== Text segment ==

Tongji University, China

Speech Title

Study of Transfer Reinforcement Learning in Air Conditioning Cooling Water System

Biography

Li Zhengwei, born in October 1981, holds a Ph.D. and serves as an Associate Professor and Master's Supervisor at the School of Mechanical and Energy Engineering, Tongji University. He received his Bachelor's degree in Building Environment and Equipment Engineering from Xi'an Jiaotong University in 2003, followed by a Master's degree in Power Engineering and Engineering Thermophysics from the same institution in 2006. In 2012, he earned his Ph.D. from the School of Architecture at the Georgia Institute of Technology in the United States.

From May 2012 to September 2013, he conducted postdoctoral research at the City University of Hong Kong. He joined Tongji University in 2013, where he has served successively as an Assistant Professor and Associate Professor; during this period, he also held a temporary secondment position as Deputy Director of the Construction and Transportation Commission of Huangpu District, Shanghai.

===
== Record excerpts ==

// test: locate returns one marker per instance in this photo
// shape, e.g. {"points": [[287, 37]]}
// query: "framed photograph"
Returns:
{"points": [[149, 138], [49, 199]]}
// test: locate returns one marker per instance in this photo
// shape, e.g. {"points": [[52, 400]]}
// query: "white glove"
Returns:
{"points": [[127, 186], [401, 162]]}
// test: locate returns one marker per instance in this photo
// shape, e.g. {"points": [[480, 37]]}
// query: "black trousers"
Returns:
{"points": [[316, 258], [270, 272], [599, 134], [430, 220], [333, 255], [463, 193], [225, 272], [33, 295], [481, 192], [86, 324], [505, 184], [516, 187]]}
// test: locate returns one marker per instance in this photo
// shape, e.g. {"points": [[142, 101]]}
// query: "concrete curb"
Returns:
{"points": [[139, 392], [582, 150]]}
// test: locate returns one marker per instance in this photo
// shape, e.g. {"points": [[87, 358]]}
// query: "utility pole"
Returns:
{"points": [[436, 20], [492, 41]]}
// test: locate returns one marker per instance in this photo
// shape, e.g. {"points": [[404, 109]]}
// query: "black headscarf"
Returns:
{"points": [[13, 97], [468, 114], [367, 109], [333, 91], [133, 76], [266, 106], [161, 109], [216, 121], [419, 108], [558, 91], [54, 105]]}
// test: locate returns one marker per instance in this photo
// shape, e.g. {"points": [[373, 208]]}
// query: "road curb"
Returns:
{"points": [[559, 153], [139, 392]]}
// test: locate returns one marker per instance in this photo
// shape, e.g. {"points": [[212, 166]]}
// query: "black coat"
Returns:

===

What the task requires —
Reproduce word for word the passage of the speaker profile from "From May 2012" up to and including "Huangpu District, Shanghai.".

Expected answer —
From May 2012 to September 2013, he conducted postdoctoral research at the City University of Hong Kong. He joined Tongji University in 2013, where he has served successively as an Assistant Professor and Associate Professor; during this period, he also held a temporary secondment position as Deputy Director of the Construction and Transportation Commission of Huangpu District, Shanghai.